> [Document text]

=-=-=

Crazy people with RMV questions...
Now it gets garaged.


----------



## Guest (Nov 12, 2009)

LGriffin said:


> Crazy people with RMV questions...
> Now it gets garaged.


At least you don't live in Framingham, Marlborough, or Milford !!!!!!


----------



## Rock (Mar 20, 2005)

No knocks on the door but when I was issued my first cruiser, neighbors I had never met decided (after 3 years) to introduce themselves to me. "HEY! So nice to see you!"


----------



## jettsixx (Dec 10, 2005)

LGriffin said:


> Crazy people with RMV questions...


Everytime I get those questions I tell them to post thier questions in the ASK A COP thread on Masscops.com


----------



## 263FPD (Oct 29, 2004)

Sniper said:


> At least you don't live in Framingham, Marlborough, or Milford !!!!!!


Que????



Rock said:


> No knocks on the door but when I was issued my first cruiser, neighbors I had never met decided (after 3 years) to introduce themselves to me. "HEY! So nice to see you!"


Let me guess, their kid got a ticket for driving like an asshole and they wanted to make friends and eventually work a request of a ***Favor*** in to the conversation. Did they at least bring you Chocolate chip cookies to welcome you to the neighborhood? (after 3 years)


----------



## Piper (Nov 19, 2004)

When I had a take home car as an EPO I lived in an apartment and as I went out running before work I saw a guy waiting in his truck by my cruiser. A couple hours later I am leaving my building in the green suit to start my shift and he is still there. He sees me open up my car at which point he comes over and begins to play "stump the warden" w/ dumbest questions I ever heard. I didnt want to let on that this was where I lived, but he stated that he was driving past saw my cruiser and wanted to know about hunting snapping turtles (insert your joke here). 
I bet if I was on days off that retard would have camped outside my cruiser...


----------



## Tuna (Jun 1, 2006)

At my old house I had many show up with "Q" like " where's the best hunting spot in Billerica" I send everyone to exactly the same place then go check them. Many tickets for violations. You would think if I sent them there I would be around. Had another neighbor who came to complain about another neighbor's dog leaving lawn sausages on his property. Told him to scoop em up and throw em back into dog owners yard. I know that didn't go over big.


----------



## cc3915 (Mar 26, 2004)

Tuna said:


> At my old house I had many show up with "Q" like " where's the best hunting spot in Billerica" I send everyone to exactly the same place then go check them. Many tickets for violations. You would think if I sent them there I would be around. Had another neighbor who came to complain about another neighbor's dog leaving lawn sausages on his property. Told him to scoop em up and throw em back into dog owners yard. I know that didn't go over big.

=-=-=

> [Exercise A] Quote the forum thread from "When I had a" to "your joke here).".
> [Exercise B] In the forum thread, what did the man waiting by Piper's cruiser say he wanted to know about?
The listing is separate material that stands apart from the forum thread.

Region annotation entries

=-=-=

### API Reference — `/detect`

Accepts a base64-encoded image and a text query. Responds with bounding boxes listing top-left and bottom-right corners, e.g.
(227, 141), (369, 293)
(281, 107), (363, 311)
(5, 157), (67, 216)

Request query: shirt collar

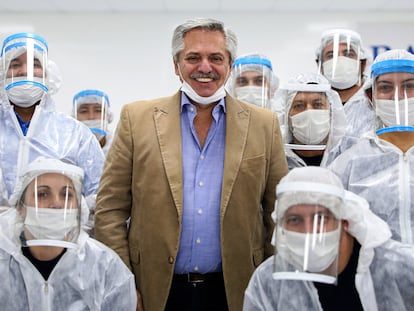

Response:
(181, 92), (226, 113)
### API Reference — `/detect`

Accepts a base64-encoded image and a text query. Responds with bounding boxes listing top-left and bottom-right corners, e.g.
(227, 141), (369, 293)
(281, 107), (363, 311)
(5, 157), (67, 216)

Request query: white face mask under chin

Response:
(81, 119), (107, 141)
(290, 109), (331, 145)
(283, 227), (340, 272)
(234, 86), (267, 107)
(375, 97), (414, 126)
(181, 81), (226, 106)
(6, 84), (45, 108)
(322, 56), (360, 90)
(24, 206), (79, 241)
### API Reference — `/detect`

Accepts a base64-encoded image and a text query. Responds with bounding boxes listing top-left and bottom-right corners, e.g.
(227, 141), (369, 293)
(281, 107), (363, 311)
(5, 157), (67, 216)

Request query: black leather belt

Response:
(173, 272), (223, 283)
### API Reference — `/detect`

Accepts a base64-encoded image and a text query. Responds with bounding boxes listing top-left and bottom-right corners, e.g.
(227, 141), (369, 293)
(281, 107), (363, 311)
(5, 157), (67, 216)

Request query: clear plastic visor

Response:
(372, 72), (414, 134)
(232, 58), (272, 109)
(73, 95), (108, 140)
(318, 32), (362, 89)
(2, 37), (47, 92)
(285, 90), (331, 150)
(18, 173), (80, 247)
(273, 204), (341, 284)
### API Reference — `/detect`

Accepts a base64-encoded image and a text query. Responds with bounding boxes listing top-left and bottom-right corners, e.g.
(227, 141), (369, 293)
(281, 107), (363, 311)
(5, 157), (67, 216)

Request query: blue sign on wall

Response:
(371, 44), (414, 58)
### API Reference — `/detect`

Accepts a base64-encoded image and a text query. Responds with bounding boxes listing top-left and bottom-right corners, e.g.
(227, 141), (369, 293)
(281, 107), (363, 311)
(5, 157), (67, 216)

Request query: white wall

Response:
(0, 12), (414, 126)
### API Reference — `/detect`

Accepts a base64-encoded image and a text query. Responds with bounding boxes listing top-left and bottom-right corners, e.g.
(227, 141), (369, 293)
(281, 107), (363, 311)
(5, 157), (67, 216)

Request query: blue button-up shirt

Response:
(175, 93), (226, 274)
(14, 111), (31, 136)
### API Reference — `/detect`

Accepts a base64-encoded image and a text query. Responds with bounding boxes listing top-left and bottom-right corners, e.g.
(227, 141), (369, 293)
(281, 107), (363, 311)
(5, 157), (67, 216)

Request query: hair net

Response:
(0, 33), (62, 95)
(227, 53), (279, 97)
(72, 89), (113, 123)
(46, 59), (62, 95)
(276, 166), (344, 219)
(274, 166), (391, 248)
(315, 28), (367, 61)
(10, 157), (84, 206)
(371, 49), (414, 80)
(277, 73), (347, 149)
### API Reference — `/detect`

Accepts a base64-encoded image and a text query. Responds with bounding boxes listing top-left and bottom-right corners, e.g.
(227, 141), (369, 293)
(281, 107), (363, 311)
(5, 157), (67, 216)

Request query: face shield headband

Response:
(273, 182), (345, 284)
(282, 83), (332, 150)
(371, 59), (414, 135)
(1, 33), (48, 92)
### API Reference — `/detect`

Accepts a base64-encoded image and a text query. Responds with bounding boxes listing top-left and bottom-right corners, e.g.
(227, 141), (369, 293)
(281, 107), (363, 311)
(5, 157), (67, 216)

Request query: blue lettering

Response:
(371, 45), (391, 59)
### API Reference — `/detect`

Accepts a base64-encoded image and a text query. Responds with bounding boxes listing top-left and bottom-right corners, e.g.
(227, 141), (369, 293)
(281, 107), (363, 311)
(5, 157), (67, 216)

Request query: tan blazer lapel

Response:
(154, 92), (183, 219)
(220, 95), (250, 217)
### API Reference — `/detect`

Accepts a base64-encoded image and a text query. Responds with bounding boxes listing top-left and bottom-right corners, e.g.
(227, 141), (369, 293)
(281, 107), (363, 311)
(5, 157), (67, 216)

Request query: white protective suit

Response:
(0, 60), (105, 200)
(243, 167), (414, 311)
(277, 73), (347, 170)
(344, 80), (375, 138)
(71, 89), (113, 156)
(315, 29), (375, 138)
(0, 208), (137, 311)
(329, 132), (414, 244)
(329, 50), (414, 244)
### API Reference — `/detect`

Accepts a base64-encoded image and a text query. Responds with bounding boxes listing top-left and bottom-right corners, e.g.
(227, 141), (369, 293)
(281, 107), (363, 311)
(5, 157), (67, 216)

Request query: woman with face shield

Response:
(243, 166), (414, 311)
(316, 28), (375, 139)
(0, 158), (136, 311)
(330, 50), (414, 244)
(227, 53), (279, 109)
(278, 73), (346, 169)
(0, 33), (105, 236)
(72, 90), (112, 154)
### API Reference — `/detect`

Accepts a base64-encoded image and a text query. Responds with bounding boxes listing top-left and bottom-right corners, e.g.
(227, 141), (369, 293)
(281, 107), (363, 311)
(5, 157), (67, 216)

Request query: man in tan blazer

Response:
(95, 18), (287, 311)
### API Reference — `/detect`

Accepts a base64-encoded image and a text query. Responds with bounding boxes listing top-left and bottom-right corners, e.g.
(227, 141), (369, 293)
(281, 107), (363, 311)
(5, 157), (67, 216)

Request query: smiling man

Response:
(95, 18), (287, 311)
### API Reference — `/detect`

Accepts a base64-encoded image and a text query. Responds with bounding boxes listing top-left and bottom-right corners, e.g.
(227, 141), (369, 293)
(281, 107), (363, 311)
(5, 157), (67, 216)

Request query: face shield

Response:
(14, 159), (83, 248)
(2, 33), (48, 107)
(285, 84), (331, 150)
(231, 56), (272, 109)
(73, 90), (110, 141)
(316, 29), (363, 90)
(371, 59), (414, 135)
(273, 182), (344, 284)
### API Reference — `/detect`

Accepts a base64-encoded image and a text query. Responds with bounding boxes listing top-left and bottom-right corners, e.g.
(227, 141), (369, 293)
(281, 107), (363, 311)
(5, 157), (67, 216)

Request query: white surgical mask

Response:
(24, 206), (79, 241)
(6, 83), (45, 108)
(375, 97), (414, 126)
(181, 81), (226, 105)
(290, 109), (330, 145)
(282, 226), (341, 272)
(322, 56), (360, 90)
(234, 85), (267, 107)
(81, 119), (106, 141)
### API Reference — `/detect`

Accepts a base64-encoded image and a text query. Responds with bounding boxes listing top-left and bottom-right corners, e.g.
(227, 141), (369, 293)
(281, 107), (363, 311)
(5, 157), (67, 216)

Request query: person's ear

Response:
(342, 219), (349, 232)
(361, 59), (367, 78)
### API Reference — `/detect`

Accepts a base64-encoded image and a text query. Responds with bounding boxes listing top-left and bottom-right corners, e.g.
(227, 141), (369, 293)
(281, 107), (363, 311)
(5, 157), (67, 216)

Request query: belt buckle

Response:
(187, 273), (204, 286)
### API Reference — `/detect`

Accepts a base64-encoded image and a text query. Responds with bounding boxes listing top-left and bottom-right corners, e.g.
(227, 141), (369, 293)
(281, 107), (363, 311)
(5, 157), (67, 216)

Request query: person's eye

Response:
(377, 83), (394, 93)
(402, 82), (414, 91)
(292, 102), (306, 112)
(236, 78), (248, 86)
(254, 77), (264, 86)
(285, 215), (302, 226)
(184, 55), (200, 64)
(37, 190), (49, 199)
(323, 52), (333, 61)
(9, 62), (21, 69)
(344, 50), (357, 59)
(312, 101), (325, 109)
(209, 55), (224, 64)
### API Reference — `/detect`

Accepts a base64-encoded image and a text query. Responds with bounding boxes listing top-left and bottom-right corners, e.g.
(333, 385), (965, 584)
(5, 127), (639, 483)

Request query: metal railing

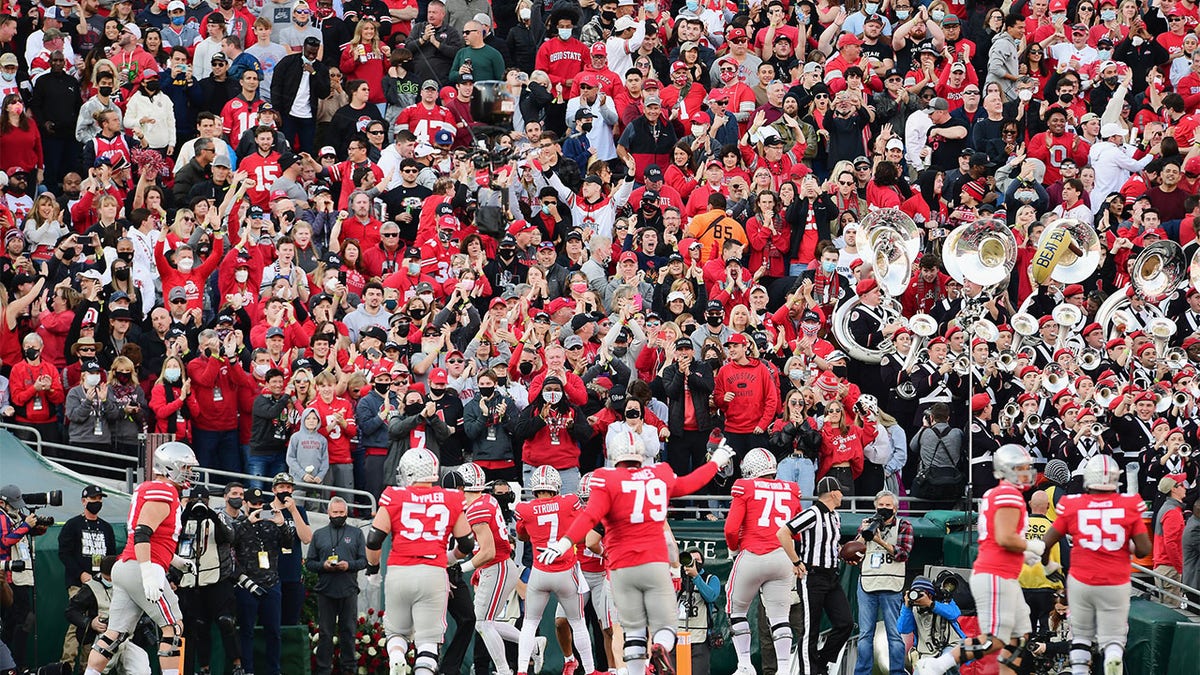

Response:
(196, 466), (379, 514)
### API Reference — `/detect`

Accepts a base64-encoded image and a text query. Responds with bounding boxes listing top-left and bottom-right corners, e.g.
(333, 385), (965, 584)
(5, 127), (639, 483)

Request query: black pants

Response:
(440, 573), (477, 675)
(1021, 589), (1055, 633)
(179, 579), (241, 673)
(0, 584), (34, 670)
(757, 588), (804, 675)
(313, 595), (359, 675)
(800, 567), (854, 675)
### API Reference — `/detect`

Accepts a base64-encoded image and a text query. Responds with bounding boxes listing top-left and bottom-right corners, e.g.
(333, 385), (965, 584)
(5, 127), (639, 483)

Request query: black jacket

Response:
(661, 359), (716, 437)
(271, 54), (329, 119)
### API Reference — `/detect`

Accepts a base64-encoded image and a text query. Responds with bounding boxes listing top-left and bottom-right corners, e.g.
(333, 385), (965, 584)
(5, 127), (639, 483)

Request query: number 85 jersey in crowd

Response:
(1052, 492), (1146, 586)
(379, 485), (463, 567)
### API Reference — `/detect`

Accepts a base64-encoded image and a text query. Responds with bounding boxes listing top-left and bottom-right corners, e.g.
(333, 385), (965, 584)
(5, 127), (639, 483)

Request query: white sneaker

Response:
(1104, 656), (1124, 675)
(529, 635), (546, 675)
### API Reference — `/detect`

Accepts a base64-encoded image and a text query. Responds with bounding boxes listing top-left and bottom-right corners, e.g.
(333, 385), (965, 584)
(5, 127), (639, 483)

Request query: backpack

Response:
(912, 428), (967, 501)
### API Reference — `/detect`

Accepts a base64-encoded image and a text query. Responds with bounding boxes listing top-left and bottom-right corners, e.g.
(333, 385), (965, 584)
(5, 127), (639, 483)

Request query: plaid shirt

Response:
(858, 518), (912, 562)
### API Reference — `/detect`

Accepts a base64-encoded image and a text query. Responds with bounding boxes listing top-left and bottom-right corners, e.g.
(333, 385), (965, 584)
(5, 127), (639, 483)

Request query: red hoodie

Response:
(713, 359), (779, 434)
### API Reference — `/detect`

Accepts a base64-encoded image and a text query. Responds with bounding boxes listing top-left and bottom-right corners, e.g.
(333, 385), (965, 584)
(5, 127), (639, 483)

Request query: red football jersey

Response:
(467, 495), (512, 568)
(1052, 492), (1146, 586)
(514, 495), (583, 572)
(725, 478), (800, 555)
(121, 480), (182, 569)
(569, 464), (678, 569)
(974, 480), (1028, 579)
(379, 485), (463, 567)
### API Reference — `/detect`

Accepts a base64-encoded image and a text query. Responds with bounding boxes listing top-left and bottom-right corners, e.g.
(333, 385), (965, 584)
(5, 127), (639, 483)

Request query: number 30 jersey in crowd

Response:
(379, 485), (463, 567)
(1052, 492), (1146, 586)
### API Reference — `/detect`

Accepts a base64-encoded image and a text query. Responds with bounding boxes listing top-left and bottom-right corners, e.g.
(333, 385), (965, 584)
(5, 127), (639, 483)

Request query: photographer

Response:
(896, 577), (965, 670)
(854, 490), (912, 675)
(676, 549), (721, 675)
(0, 485), (49, 668)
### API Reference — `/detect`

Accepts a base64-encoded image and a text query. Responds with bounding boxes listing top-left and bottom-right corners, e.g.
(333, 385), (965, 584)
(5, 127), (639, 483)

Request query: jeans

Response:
(192, 429), (242, 475)
(854, 584), (905, 675)
(246, 454), (288, 490)
(238, 584), (283, 675)
(523, 464), (580, 495)
(775, 455), (817, 507)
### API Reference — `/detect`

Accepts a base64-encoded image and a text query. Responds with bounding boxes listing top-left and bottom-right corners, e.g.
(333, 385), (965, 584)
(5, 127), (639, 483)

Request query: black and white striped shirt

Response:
(787, 501), (841, 569)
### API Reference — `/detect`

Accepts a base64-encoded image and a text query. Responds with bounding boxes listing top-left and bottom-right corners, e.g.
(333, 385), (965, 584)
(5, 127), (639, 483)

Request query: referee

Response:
(779, 476), (854, 675)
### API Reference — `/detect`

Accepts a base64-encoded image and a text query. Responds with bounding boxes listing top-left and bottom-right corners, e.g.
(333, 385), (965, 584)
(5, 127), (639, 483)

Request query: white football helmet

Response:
(607, 431), (646, 465)
(458, 461), (487, 492)
(742, 448), (778, 478)
(991, 443), (1038, 488)
(1084, 455), (1121, 492)
(154, 441), (200, 485)
(575, 471), (592, 502)
(529, 465), (563, 495)
(396, 448), (439, 485)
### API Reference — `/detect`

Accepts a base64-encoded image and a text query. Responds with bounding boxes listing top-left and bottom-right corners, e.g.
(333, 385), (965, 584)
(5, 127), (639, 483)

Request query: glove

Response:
(538, 537), (575, 565)
(238, 574), (266, 598)
(710, 443), (733, 468)
(139, 562), (163, 603)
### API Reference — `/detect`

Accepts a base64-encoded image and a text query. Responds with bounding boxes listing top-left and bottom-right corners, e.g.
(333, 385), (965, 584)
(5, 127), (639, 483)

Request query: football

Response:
(838, 539), (866, 565)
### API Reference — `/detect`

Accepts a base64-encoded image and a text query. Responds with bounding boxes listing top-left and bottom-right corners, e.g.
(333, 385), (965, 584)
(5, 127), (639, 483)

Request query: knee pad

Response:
(217, 614), (238, 633)
(91, 633), (130, 661)
(959, 635), (991, 662)
(413, 645), (438, 673)
(730, 614), (750, 635)
(158, 623), (184, 658)
(623, 631), (650, 662)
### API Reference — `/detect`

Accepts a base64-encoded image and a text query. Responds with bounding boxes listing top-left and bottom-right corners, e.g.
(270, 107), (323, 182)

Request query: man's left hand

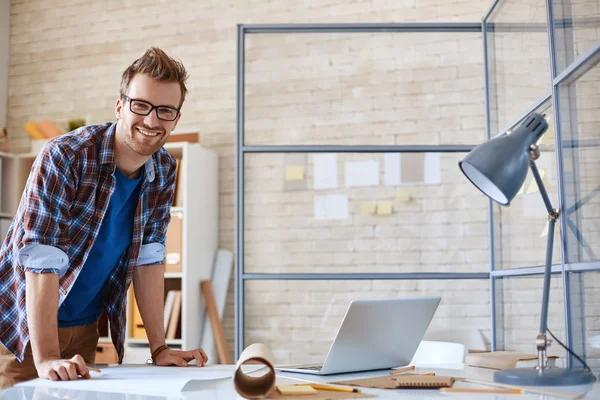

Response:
(154, 349), (208, 367)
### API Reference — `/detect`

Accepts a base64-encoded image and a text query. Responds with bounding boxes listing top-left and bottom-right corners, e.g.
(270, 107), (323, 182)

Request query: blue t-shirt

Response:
(58, 168), (144, 327)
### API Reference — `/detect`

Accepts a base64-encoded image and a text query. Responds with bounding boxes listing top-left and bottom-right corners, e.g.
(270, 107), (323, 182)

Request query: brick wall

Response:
(7, 0), (600, 368)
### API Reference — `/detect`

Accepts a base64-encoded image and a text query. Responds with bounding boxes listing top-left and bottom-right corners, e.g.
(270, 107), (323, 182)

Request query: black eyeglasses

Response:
(123, 96), (180, 121)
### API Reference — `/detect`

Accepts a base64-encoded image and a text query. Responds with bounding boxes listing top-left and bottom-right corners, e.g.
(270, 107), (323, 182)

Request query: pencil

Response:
(390, 365), (415, 375)
(440, 388), (523, 394)
(310, 383), (360, 393)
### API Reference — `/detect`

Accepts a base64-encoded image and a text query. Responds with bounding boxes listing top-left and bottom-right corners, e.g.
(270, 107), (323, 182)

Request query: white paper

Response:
(383, 153), (401, 186)
(19, 365), (262, 398)
(313, 153), (337, 189)
(315, 194), (348, 220)
(425, 153), (442, 185)
(346, 161), (379, 187)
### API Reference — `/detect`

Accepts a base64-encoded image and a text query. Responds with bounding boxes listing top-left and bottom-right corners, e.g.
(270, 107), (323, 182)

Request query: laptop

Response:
(276, 297), (440, 375)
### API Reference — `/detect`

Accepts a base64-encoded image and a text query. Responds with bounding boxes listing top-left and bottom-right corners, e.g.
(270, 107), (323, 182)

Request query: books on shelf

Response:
(465, 351), (558, 369)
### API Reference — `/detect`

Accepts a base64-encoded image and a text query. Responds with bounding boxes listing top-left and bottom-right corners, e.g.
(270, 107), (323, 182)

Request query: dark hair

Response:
(120, 47), (188, 107)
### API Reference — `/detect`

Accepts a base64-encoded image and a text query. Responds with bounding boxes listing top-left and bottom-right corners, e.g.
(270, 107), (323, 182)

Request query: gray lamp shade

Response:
(458, 113), (548, 206)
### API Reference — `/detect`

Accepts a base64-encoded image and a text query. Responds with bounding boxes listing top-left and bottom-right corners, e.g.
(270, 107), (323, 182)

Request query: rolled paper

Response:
(233, 343), (275, 399)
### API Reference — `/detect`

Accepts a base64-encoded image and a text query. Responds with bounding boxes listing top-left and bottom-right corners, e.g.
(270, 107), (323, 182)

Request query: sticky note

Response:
(377, 201), (392, 215)
(285, 165), (304, 181)
(23, 121), (46, 139)
(396, 192), (412, 203)
(277, 385), (319, 396)
(360, 201), (377, 214)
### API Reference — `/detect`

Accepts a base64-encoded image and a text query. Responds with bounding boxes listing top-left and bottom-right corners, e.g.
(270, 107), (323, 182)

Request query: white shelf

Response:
(125, 142), (219, 363)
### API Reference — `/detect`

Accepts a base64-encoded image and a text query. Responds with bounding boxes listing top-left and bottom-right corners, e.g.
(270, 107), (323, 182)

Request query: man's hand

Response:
(35, 354), (90, 381)
(154, 349), (208, 367)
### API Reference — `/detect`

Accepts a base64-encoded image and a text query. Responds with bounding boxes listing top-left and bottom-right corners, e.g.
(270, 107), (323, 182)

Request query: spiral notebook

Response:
(331, 374), (454, 389)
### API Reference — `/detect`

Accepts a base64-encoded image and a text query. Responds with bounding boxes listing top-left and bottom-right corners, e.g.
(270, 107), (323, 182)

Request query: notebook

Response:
(465, 351), (558, 369)
(331, 374), (454, 389)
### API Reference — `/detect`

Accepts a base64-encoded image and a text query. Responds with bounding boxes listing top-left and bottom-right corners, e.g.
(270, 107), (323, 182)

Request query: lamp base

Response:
(494, 368), (595, 386)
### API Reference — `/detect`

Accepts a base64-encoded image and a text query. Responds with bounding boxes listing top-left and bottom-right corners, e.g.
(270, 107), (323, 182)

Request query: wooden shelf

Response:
(127, 338), (183, 346)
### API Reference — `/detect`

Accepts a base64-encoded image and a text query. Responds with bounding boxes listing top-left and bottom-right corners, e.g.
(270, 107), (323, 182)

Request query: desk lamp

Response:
(458, 113), (595, 386)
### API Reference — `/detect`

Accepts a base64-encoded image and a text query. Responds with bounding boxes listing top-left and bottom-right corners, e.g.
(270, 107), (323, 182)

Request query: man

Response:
(0, 47), (207, 388)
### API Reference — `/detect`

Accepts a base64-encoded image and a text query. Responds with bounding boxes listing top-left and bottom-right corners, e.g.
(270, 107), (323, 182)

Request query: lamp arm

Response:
(529, 160), (558, 215)
(529, 159), (558, 373)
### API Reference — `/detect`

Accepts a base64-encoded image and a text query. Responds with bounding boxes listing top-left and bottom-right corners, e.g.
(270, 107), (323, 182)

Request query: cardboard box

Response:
(96, 343), (119, 364)
(165, 213), (183, 272)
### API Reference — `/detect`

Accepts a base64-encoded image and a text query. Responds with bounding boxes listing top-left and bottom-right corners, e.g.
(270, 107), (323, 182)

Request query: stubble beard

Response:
(125, 126), (167, 157)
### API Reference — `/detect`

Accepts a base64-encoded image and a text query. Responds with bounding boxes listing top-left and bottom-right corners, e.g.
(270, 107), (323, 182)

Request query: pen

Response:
(310, 383), (360, 393)
(440, 388), (523, 394)
(390, 365), (415, 375)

=-=-=

> [Output A]
When I had a take home car as an EPO I lived in an apartment and as I went out running before work I saw a guy waiting in his truck by my cruiser. A couple hours later I am leaving my building in the green suit to start my shift and he is still there. He sees me open up my car at which point he comes over and begins to play "stump the warden" w/ dumbest questions I ever heard. I didnt want to let on that this was where I lived, but he stated that he was driving past saw my cruiser and wanted to know about hunting snapping turtles (insert your joke here).

> [Output B] He said he wanted to know about hunting snapping turtles.